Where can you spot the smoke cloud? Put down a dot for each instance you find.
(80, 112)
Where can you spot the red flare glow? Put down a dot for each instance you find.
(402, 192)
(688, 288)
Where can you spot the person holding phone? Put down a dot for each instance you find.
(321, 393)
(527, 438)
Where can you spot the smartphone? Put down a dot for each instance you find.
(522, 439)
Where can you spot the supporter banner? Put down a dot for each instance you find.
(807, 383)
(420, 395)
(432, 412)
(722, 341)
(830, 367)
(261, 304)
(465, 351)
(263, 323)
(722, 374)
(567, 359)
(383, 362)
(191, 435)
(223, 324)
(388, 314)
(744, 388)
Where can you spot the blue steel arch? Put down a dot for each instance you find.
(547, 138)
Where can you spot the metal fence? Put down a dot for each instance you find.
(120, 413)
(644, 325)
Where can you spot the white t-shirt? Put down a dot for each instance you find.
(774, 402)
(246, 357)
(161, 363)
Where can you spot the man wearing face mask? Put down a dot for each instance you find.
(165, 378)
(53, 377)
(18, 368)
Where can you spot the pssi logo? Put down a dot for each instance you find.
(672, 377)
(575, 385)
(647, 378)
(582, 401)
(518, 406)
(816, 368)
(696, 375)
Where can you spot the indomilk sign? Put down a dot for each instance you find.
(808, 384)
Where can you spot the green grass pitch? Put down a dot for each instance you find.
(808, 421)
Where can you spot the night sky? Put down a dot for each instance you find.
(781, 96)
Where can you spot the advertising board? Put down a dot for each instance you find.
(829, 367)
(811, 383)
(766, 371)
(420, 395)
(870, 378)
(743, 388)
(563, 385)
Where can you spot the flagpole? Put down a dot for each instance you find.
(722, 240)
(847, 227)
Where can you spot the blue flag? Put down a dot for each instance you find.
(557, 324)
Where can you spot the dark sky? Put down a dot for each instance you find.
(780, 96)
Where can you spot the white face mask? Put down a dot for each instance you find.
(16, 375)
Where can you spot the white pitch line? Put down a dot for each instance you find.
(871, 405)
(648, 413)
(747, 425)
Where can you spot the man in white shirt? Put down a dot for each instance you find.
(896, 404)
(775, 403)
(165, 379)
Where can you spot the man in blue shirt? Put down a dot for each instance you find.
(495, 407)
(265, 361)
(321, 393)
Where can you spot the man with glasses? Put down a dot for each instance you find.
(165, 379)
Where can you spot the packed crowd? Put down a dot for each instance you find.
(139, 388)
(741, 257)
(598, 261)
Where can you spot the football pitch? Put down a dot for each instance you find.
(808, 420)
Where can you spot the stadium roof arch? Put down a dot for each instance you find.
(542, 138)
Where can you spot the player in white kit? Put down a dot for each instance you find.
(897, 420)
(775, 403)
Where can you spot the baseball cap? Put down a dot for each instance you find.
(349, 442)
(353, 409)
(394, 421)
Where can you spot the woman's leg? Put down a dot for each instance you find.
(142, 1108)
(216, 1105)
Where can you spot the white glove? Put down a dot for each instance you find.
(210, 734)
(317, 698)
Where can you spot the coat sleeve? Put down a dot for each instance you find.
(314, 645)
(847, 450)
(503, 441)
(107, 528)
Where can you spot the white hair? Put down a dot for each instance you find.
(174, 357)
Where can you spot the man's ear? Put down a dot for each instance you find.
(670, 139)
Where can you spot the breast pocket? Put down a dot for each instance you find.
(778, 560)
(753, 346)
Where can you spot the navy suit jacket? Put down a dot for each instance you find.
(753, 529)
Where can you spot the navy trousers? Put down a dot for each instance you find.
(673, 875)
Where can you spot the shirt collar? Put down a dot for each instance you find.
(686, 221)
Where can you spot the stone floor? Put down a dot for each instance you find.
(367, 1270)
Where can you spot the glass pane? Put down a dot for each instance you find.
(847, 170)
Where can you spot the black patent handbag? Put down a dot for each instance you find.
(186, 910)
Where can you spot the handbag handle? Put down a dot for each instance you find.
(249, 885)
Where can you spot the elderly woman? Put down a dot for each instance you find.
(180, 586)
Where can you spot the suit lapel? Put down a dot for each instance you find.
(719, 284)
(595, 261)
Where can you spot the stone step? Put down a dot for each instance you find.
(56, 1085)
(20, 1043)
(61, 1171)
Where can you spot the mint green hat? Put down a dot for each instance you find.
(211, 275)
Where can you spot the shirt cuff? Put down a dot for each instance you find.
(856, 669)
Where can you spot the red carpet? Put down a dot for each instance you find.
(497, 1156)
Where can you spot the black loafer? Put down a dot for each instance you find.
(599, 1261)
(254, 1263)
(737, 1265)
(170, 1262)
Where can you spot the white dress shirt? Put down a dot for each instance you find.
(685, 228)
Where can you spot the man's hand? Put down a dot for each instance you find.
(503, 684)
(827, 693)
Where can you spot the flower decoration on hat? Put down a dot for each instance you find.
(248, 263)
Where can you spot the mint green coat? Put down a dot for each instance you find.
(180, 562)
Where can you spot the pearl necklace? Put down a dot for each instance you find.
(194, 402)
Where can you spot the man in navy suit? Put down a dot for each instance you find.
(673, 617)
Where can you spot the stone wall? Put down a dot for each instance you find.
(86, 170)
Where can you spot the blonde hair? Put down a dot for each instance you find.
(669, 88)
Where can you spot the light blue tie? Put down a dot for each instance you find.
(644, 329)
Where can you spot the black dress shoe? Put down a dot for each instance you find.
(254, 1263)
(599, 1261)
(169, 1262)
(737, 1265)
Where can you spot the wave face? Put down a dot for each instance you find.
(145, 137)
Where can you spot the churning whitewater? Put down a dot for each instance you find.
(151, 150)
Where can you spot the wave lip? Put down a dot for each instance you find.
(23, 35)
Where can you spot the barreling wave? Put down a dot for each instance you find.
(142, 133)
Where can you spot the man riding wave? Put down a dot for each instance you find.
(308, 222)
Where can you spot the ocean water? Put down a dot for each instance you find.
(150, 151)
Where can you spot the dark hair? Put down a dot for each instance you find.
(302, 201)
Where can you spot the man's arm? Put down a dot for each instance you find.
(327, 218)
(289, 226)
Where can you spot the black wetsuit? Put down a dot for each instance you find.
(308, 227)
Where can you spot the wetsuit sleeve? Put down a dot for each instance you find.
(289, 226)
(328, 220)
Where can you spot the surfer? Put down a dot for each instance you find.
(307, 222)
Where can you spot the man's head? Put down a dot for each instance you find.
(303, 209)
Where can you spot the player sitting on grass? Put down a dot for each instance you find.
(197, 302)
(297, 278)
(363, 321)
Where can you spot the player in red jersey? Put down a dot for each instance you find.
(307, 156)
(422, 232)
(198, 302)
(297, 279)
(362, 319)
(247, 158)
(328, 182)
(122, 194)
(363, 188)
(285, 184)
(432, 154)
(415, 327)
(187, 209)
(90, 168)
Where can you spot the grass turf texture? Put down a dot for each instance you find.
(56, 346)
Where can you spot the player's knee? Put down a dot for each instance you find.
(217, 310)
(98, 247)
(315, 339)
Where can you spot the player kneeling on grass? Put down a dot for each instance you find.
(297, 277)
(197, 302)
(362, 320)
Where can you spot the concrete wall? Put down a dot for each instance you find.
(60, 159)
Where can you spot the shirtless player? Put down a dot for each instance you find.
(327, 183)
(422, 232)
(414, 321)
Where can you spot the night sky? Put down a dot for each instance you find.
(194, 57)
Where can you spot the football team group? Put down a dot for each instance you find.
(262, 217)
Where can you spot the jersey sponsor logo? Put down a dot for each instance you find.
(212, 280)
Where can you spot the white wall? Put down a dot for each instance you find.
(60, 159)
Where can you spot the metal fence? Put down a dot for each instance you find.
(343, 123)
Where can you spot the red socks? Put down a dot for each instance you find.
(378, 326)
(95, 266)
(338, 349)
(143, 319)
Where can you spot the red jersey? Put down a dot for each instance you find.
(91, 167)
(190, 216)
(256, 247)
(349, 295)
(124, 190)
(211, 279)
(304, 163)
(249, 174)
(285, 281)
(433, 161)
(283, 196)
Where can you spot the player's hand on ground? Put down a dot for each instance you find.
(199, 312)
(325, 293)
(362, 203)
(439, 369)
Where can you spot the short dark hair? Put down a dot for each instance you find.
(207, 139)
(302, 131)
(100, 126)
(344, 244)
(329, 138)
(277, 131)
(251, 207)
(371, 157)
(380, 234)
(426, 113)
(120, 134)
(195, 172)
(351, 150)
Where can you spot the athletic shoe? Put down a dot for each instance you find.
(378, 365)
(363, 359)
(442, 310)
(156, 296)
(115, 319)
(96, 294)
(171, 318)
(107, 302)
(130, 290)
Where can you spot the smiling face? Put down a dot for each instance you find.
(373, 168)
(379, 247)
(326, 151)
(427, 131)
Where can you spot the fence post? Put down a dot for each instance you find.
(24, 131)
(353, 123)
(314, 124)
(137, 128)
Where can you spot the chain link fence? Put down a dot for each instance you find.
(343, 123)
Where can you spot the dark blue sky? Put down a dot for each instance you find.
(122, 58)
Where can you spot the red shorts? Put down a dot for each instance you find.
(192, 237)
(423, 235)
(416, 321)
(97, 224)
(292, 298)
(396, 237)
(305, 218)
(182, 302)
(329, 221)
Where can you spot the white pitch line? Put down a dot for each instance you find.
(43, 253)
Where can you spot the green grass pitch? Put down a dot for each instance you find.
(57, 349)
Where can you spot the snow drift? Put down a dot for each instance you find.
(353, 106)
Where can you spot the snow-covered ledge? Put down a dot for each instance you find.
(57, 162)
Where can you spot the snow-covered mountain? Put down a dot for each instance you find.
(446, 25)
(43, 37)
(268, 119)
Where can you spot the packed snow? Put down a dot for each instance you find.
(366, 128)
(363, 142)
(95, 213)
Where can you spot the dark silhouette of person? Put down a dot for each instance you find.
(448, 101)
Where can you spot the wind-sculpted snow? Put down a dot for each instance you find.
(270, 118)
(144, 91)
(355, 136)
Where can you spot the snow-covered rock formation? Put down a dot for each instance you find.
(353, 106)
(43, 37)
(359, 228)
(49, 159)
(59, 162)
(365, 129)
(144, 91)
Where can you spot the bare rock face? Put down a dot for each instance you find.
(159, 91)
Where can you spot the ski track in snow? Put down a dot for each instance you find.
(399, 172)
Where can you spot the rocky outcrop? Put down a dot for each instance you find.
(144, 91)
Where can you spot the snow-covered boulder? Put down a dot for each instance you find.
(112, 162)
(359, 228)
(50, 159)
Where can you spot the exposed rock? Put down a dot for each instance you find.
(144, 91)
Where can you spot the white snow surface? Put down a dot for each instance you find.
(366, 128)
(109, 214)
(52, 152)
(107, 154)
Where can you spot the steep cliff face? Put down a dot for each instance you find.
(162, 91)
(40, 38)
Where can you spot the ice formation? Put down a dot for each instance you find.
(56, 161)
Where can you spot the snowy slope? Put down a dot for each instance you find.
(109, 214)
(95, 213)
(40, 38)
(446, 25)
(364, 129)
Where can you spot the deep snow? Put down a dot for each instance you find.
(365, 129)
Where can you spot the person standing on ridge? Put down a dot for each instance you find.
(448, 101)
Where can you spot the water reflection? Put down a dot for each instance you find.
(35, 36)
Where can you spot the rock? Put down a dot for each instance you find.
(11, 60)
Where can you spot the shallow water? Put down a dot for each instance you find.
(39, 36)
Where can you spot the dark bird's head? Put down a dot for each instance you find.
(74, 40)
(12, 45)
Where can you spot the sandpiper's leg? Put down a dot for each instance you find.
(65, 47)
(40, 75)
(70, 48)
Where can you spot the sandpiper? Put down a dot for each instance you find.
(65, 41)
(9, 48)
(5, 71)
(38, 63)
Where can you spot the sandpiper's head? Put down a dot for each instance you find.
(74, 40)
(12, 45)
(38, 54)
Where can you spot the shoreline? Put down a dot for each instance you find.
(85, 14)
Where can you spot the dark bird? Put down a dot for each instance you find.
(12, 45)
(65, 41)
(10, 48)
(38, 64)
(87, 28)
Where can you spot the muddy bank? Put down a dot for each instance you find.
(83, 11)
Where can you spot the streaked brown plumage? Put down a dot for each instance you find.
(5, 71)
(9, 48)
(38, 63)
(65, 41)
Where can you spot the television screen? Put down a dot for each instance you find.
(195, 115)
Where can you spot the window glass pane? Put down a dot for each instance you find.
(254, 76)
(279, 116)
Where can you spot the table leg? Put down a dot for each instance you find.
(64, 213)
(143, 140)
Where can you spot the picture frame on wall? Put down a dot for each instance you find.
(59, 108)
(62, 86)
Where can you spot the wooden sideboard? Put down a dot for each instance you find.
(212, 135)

---*---

Give again the lines from the line holding "Where can you spot the sandpiper?" through the close of the listing, both included, exactly as written and with nothing else.

Where can you spot the sandpiper? Put down a dot for each instance you find.
(65, 41)
(9, 48)
(5, 71)
(38, 63)
Where can you spot the sandpiper's head? Put down a dot for each instance you find.
(74, 40)
(12, 45)
(38, 54)
Where can you spot the shoreline? Put down a dot for each instance you find.
(85, 14)
Where can you spot the dark bird? Put down a dot for each instance you find.
(12, 45)
(65, 41)
(10, 48)
(38, 64)
(87, 28)
Where can you spot the muddy bank? Put down a dot for each instance you find.
(83, 11)
Where can you spot the streaked brown plumage? Put down a dot for each instance you find.
(5, 71)
(9, 48)
(38, 63)
(65, 41)
Where can you spot the television screen? Put down a dot for each instance you find.
(195, 115)
Where can you spot the window glass pane? Put down a dot for each instance you find.
(254, 76)
(279, 116)
Where can you spot the table leg? Put down a dot for each instance you find.
(64, 213)
(143, 140)
Where can you spot the picture frame on wall? Put down a dot for each instance you find.
(59, 108)
(62, 86)
Where can you spot the wooden sideboard? Put down a dot for each instance you find.
(212, 135)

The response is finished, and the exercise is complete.